--- Your instructions ---
Rewrite the material below as a numbered list and leave out any blank lines.

--- Dataset extract ---
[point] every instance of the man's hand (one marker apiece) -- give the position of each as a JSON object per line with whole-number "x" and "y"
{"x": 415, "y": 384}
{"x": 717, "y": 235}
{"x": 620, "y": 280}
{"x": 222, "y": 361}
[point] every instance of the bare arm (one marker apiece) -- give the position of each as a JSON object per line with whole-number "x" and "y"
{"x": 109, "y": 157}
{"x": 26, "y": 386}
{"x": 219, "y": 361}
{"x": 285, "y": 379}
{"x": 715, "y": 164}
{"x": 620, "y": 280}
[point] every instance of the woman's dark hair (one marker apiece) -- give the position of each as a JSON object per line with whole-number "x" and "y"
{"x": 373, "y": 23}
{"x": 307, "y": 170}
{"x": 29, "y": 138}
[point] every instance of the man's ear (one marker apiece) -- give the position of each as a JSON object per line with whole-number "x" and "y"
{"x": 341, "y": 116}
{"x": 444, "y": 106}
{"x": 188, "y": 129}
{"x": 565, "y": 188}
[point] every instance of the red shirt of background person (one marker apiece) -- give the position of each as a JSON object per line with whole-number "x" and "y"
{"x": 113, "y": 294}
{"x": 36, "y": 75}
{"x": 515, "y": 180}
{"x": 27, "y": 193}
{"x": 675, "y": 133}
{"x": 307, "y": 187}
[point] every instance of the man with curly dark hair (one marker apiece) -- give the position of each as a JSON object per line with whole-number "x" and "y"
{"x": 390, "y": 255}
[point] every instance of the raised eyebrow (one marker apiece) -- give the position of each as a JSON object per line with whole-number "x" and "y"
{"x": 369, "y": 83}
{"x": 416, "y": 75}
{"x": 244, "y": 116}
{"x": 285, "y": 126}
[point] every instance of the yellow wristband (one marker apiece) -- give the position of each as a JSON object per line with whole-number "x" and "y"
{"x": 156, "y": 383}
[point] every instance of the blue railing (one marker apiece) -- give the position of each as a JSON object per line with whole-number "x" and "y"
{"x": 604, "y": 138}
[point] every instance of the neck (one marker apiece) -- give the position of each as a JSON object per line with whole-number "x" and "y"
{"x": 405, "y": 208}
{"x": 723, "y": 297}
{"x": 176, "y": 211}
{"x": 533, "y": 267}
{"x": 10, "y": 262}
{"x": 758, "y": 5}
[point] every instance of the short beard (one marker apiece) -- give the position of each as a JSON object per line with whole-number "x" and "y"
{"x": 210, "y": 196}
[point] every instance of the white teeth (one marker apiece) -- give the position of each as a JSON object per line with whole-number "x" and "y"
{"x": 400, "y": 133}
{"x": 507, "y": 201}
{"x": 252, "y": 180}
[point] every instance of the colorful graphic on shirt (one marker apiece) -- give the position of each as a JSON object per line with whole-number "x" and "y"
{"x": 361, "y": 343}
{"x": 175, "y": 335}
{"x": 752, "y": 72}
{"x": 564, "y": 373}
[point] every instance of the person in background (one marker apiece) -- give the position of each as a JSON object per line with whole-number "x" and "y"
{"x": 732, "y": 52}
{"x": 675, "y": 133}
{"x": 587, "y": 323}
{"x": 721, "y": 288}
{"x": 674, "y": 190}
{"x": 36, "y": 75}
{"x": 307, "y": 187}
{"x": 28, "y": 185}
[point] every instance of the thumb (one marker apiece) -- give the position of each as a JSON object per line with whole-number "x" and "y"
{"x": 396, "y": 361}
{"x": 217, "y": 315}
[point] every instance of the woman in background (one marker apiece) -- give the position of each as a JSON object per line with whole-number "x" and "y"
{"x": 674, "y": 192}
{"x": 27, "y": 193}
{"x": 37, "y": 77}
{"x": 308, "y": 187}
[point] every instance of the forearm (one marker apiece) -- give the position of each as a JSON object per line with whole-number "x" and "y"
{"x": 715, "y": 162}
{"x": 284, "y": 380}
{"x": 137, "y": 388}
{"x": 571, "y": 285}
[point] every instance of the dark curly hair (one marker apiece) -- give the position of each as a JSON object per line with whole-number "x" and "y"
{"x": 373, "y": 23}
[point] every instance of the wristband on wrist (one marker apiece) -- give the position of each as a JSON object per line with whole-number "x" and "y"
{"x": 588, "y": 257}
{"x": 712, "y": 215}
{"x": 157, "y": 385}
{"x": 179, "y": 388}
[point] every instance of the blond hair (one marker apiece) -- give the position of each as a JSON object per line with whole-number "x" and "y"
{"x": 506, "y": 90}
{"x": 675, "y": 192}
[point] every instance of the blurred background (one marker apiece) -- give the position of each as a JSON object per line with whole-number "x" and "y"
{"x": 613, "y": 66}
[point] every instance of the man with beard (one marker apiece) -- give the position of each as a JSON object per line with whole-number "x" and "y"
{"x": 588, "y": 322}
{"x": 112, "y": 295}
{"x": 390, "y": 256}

--- Task solution ---
1. [point] every instance of the man's hand (one marker apiece) -- give the position of each as a JSON object per line with whole-number "x" and "y"
2. {"x": 415, "y": 384}
3. {"x": 717, "y": 235}
4. {"x": 620, "y": 280}
5. {"x": 222, "y": 361}
6. [point] every instance of the bare arm (one marker apiece) -- give the position of each as a JSON object per line with whole-number "x" and "y"
7. {"x": 109, "y": 157}
8. {"x": 26, "y": 386}
9. {"x": 219, "y": 361}
10. {"x": 285, "y": 379}
11. {"x": 715, "y": 164}
12. {"x": 620, "y": 280}
13. [point] every instance of the woman's dark hair (one marker apiece) -- give the position of each as a JSON object per line with whole-number "x" and "y"
14. {"x": 373, "y": 23}
15. {"x": 307, "y": 170}
16. {"x": 29, "y": 138}
17. [point] every instance of the man's ear (one marker apiece) -- give the position of each as a JSON object per line with whole-number "x" and "y"
18. {"x": 341, "y": 116}
19. {"x": 444, "y": 106}
20. {"x": 188, "y": 129}
21. {"x": 565, "y": 188}
22. [point] every instance of the red shirt of background person (one marker apiece) -- give the position of each as a JSON object per line with whole-number "x" and "y"
23. {"x": 113, "y": 294}
24. {"x": 36, "y": 75}
25. {"x": 515, "y": 180}
26. {"x": 27, "y": 193}
27. {"x": 675, "y": 133}
28. {"x": 307, "y": 187}
29. [point] every instance of the man with curly dark hair (one marker apiece) -- give the position of each as a JSON object per line with whole-number "x" and "y"
30. {"x": 390, "y": 255}
31. [point] every instance of the raised eyebrow (one marker apiece) -- give the position of each as a JSON object per line with whole-number "x" and "y"
32. {"x": 369, "y": 83}
33. {"x": 416, "y": 75}
34. {"x": 244, "y": 116}
35. {"x": 285, "y": 126}
36. [point] every instance of the yellow wristband (one marker apiece) -- give the position of each as a JSON object per line with whole-number "x" and "y"
37. {"x": 156, "y": 383}
38. [point] every instance of the blue railing (one marker apiece) -- give the position of each as a JSON object per line with whole-number "x" and "y"
39. {"x": 604, "y": 138}
40. [point] every instance of the neck (one marker apiece) -- give the position of each as a JSON object per line with whole-number "x" and "y"
41. {"x": 405, "y": 208}
42. {"x": 723, "y": 297}
43. {"x": 176, "y": 211}
44. {"x": 533, "y": 267}
45. {"x": 10, "y": 262}
46. {"x": 758, "y": 5}
47. [point] every instance of the short beard (one marker apiece) -- give the position of each as a JSON object per line with whole-number "x" and "y"
48. {"x": 210, "y": 196}
49. [point] every instance of the white teeth (one marker apiece) -- give the position of each as a JSON object per line with whole-number "x" and "y"
50. {"x": 400, "y": 133}
51. {"x": 507, "y": 201}
52. {"x": 252, "y": 180}
53. [point] every instance of the colorful graphic on shirt (one marker apiece) -- give the position of each as a JSON object per line with whole-number "x" and "y"
54. {"x": 361, "y": 343}
55. {"x": 175, "y": 335}
56. {"x": 752, "y": 72}
57. {"x": 564, "y": 373}
58. [point] every instance of the person in background (one marker apiece) -- give the position of each as a JSON object per line with whole-number "x" and "y"
59. {"x": 732, "y": 52}
60. {"x": 675, "y": 133}
61. {"x": 587, "y": 323}
62. {"x": 721, "y": 288}
63. {"x": 674, "y": 190}
64. {"x": 36, "y": 75}
65. {"x": 307, "y": 187}
66. {"x": 28, "y": 185}
67. [point] every instance of the thumb (one marker apiece) -- give the position of each as a JSON object per line with whole-number "x" and "y"
68. {"x": 396, "y": 361}
69. {"x": 217, "y": 315}
70. [point] every instance of the woman in background (one marker apiece) -- give the position of each as a JSON object per line with whole-number "x" and "y"
71. {"x": 674, "y": 192}
72. {"x": 27, "y": 193}
73. {"x": 37, "y": 77}
74. {"x": 308, "y": 187}
75. [point] every instance of the forearm (one marker apiece) -- give the position of each as a JSON object per line with whole-number "x" and "y"
76. {"x": 715, "y": 162}
77. {"x": 284, "y": 380}
78. {"x": 137, "y": 388}
79. {"x": 571, "y": 285}
80. [point] every instance of the dark curly hair (one marker apiece) -- give the position of each as a JSON object per line with whole-number "x" and "y"
81. {"x": 373, "y": 23}
82. [point] every instance of the wristband on wrist (one marker apiece) -- give the position of each as a JSON object per line with whole-number "x" and "y"
83. {"x": 588, "y": 257}
84. {"x": 712, "y": 215}
85. {"x": 157, "y": 385}
86. {"x": 179, "y": 388}
87. [point] every instance of the blond hair (one marker apiece) -- give the position of each as a JSON object per line with whole-number "x" and "y"
88. {"x": 506, "y": 90}
89. {"x": 675, "y": 192}
90. [point] every instance of the blurred background (one marker apiece) -- give the position of each as a JSON object per line with whole-number "x" and "y"
91. {"x": 613, "y": 66}
92. [point] every instance of the man with beard (one marker apiece) -- give the position of each as a JSON object per line with whole-number "x" and "y"
93. {"x": 588, "y": 322}
94. {"x": 112, "y": 295}
95. {"x": 390, "y": 256}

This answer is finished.